# [What to work on]
Reproduce word for word the stretch from "In silver, there" through "contracts or more." in the commentary on gold and silver short positions.

# [Passage given]
The big 4 bought back 2000 contracts, with the gold raptors (the smaller commercials apart from the big 8) buying back around 6500 contracts, reducing their net short position to 12,600 contracts. My sense is that another ten to twenty thousand net commercial gold short contracts were bought back on Wednesday's high volume gold price plunge. The gold market structure must now be considered bullish; although that doesn't necessarily insure that the price plunge is over.
In silver, there was a scant reduction of less than 200 contracts in the total commercial net short position, bringing that total position to 35,700 contracts. It's almost not worth breaking down the category change, as they were also in the hundreds and not thousands of contracts change. The main reason for the lack of big change in the silver COT was because prices were remarkably subdued during the reporting week, trading and finishing higher, not lower in price. However, as a result of Wednesday's deliberate and high volume sell-off, I would guess the total commercial net short position declined by 5,000 contracts or more.
The big COMEX silver short, JPMorgan, still holds at least 22,000 contracts net short. This is almost 5 times larger than the proposed position limit according to the formula used by the CFTC. There is no other such mismatch between the proposed level of position limits in any other commodity and the actual positions that are currently held. No wonder there is such stiff legal opposition by JPMorgan to any type of positions limits. I'll let you in on a dirty little secret. The securities industry (read JPMorgan) is not really opposed to position limits for commodities in general; they are only opposed to position limits in silver. It's just that the weasels will never admit that openly.

# [Recorded data]
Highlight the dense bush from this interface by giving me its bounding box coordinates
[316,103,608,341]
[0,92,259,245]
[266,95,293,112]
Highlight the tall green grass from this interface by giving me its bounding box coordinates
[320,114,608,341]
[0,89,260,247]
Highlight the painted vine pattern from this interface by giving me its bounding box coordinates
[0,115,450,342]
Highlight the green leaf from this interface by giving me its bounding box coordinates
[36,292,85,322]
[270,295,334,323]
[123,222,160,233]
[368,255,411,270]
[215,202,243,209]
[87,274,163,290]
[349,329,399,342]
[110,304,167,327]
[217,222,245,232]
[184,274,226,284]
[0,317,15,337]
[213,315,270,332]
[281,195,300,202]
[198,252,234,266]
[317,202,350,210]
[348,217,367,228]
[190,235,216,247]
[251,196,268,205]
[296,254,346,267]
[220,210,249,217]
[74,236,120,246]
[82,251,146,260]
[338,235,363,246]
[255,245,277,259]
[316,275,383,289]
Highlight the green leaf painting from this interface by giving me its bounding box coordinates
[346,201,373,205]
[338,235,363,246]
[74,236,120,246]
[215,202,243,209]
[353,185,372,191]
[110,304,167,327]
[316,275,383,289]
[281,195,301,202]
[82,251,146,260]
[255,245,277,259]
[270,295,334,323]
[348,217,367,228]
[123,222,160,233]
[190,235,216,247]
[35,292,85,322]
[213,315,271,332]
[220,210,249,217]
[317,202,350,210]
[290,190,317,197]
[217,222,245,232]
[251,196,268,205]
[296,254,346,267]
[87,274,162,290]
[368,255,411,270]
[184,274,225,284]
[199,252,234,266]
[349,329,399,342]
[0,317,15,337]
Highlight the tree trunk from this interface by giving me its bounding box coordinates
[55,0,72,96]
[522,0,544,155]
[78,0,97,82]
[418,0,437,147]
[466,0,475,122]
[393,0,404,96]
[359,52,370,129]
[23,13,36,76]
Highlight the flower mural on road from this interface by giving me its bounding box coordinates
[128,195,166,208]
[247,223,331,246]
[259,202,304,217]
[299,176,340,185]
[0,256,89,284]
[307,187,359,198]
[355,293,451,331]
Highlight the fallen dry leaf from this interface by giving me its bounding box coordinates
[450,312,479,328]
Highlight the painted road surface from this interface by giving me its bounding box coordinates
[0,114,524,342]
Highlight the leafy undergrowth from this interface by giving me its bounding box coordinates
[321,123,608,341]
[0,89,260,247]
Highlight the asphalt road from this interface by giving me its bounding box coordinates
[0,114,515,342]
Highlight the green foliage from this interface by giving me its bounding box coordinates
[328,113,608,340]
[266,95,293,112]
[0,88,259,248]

# [Exercise response]
In silver, there was a scant reduction of less than 200 contracts in the total commercial net short position, bringing that total position to 35,700 contracts. It's almost not worth breaking down the category change, as they were also in the hundreds and not thousands of contracts change. The main reason for the lack of big change in the silver COT was because prices were remarkably subdued during the reporting week, trading and finishing higher, not lower in price. However, as a result of Wednesday's deliberate and high volume sell-off, I would guess the total commercial net short position declined by 5,000 contracts or more.